RECORDS PROVIDED =
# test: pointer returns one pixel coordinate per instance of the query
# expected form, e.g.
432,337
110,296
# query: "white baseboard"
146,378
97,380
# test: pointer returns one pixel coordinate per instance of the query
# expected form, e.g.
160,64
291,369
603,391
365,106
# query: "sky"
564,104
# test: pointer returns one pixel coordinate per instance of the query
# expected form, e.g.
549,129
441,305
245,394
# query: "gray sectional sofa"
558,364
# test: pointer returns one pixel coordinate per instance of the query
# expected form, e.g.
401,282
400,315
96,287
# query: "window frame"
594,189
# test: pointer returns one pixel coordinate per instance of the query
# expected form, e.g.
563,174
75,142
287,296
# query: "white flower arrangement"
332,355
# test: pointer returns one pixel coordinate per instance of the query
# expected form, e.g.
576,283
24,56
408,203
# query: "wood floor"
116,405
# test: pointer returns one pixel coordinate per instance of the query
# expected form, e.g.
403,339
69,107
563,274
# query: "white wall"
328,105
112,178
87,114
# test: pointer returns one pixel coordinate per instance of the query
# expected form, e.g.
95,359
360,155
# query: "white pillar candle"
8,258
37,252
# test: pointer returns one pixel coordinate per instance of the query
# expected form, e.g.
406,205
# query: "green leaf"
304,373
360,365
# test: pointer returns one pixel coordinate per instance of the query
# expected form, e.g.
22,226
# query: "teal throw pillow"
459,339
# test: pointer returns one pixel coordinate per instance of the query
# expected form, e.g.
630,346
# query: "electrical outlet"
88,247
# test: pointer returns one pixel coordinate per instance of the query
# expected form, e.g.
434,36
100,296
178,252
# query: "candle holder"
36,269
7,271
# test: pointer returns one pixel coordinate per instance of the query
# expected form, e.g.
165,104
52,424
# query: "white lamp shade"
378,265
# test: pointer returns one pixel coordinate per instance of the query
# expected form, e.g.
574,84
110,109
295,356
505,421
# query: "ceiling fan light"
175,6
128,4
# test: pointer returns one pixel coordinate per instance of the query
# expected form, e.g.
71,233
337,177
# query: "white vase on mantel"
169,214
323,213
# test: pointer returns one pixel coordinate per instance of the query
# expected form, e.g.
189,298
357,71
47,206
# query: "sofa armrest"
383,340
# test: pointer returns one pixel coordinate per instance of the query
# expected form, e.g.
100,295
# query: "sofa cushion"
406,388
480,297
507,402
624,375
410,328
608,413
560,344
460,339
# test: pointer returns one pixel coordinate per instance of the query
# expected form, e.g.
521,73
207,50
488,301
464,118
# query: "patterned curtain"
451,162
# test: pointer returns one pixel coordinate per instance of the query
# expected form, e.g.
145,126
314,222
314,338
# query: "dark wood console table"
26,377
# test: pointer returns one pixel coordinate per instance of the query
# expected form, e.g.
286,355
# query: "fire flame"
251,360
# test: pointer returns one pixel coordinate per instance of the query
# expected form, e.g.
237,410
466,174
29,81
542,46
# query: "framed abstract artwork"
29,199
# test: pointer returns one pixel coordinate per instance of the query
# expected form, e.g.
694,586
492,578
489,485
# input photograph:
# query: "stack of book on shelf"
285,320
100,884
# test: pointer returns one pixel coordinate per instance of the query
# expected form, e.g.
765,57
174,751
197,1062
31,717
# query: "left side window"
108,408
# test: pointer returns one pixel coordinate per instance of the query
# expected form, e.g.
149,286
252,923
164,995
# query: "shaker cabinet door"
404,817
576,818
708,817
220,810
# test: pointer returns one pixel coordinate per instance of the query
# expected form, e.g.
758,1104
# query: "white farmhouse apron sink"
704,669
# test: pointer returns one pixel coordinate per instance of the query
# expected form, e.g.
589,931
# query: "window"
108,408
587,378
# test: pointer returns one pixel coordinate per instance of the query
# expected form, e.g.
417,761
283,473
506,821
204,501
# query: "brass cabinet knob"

DIRECTIONS = Write out the entries above once more, without altering anything.

FULL SOLUTION =
# test: pointer returns one pixel coordinate per instance of the query
# expected form, e.g.
432,337
110,296
# query: "white baseboard"
146,378
97,380
# test: pointer returns one pixel coordinate per instance of the query
# expected form, e.g.
160,64
291,369
603,391
365,106
# query: "sky"
564,104
# test: pointer returns one pixel coordinate per instance of the query
# expected form, e.g.
549,129
441,305
245,394
# query: "gray sectional sofa"
558,364
# test: pointer returns one pixel coordinate per instance of the query
# expected form, e.g.
401,282
400,315
96,287
# query: "window frame"
594,189
# test: pointer returns one pixel coordinate per instance of the query
# expected form, e.g.
563,174
75,142
287,296
# query: "white flower arrangement"
332,355
# test: pointer returns one pixel coordinate per instance of the query
# expected form, e.g.
576,283
24,56
408,203
# query: "wood floor"
116,405
# test: pointer returns one pixel coordinate per instance of the query
# expected form, e.g.
403,339
69,107
563,274
# query: "white wall"
328,105
112,178
87,114
# test: pointer returns one pixel coordinate per instance of the query
# expected form, e.g.
95,359
360,155
# query: "white pillar candle"
8,258
37,252
# test: pointer returns one pixel coordinate per instance of the query
# expected form, e.g.
406,205
# query: "green leaf"
304,373
360,365
# test: pointer returns one pixel coordinate per instance of the query
# expected form, e.g.
22,226
# query: "teal throw pillow"
459,339
# test: pointer returns one pixel coordinate per instance of the query
# expected form, e.g.
630,346
# query: "electrical outlet"
88,247
# test: pointer returns one pixel coordinate per instance of the query
# expected form, e.g.
434,36
100,296
178,252
# query: "candle holder"
36,269
7,271
# test: pointer returns one pixel coordinate per instance of the query
# expected form, e.g.
165,104
52,424
# query: "white lamp shade"
378,265
# test: pointer returns one pixel coordinate per instance of the query
# expected form, e.g.
574,84
110,109
295,356
505,421
# query: "ceiling fan light"
175,6
128,4
# test: pointer returns one pixel coordinate per instance of the query
# expected form, e.g.
71,233
337,177
# query: "white vase on mantel"
169,214
323,213
# test: pointer returns one pixel coordinate per instance of the query
# expected form, e.g.
189,298
357,71
47,206
# query: "sofa armrest"
383,340
# test: pointer returns one pixel coordinate per instance of the query
# expected form, e.g.
100,295
# query: "sofa cushion"
406,388
480,297
507,402
624,375
410,328
608,413
560,344
460,339
# test: pointer returns one pixel coordinate per instance of the query
# expected form, e.g.
521,73
207,50
488,301
464,118
# query: "patterned curtain"
451,162
# test: pointer returns one pixel coordinate per instance of the query
# expected form, e.g.
145,126
314,222
314,338
# query: "dark wood console table"
26,377
# test: pointer returns one pixel coordinate per instance of the query
# expected form, e.g.
286,355
# query: "fire flame"
251,360
# test: pointer returns one pixel coordinate per instance of the query
# expected form, e.g.
237,410
466,174
29,81
542,46
# query: "framed abstract artwork"
29,199
# test: pointer returns one pixel coordinate per instance of the query
# expected form, e.g.
694,586
492,578
489,485
# input photograph:
# query: "stack of book on shelf"
285,320
100,884
# test: pointer returns one pixel coordinate per instance of the query
# expected form, e.g.
765,57
174,751
197,1062
31,717
# query: "left side window"
108,408
# test: pointer returns one pixel coordinate per instance of the query
# expected form, e.g.
149,286
252,923
164,995
# query: "shaker cabinet door"
404,817
576,818
708,817
220,810
# test: pointer returns one pixel coordinate per instance of the query
# expected form, e.g.
758,1104
# query: "white farmhouse apron sink"
704,669
# test: pointer returns one pixel coordinate per instance of the query
# expected form, e.g.
589,931
# query: "window"
108,408
587,378
# test: pointer returns one pixel coordinate per instance of the query
# expected form, e.g.
417,761
283,473
506,821
204,501
# query: "brass cabinet knob"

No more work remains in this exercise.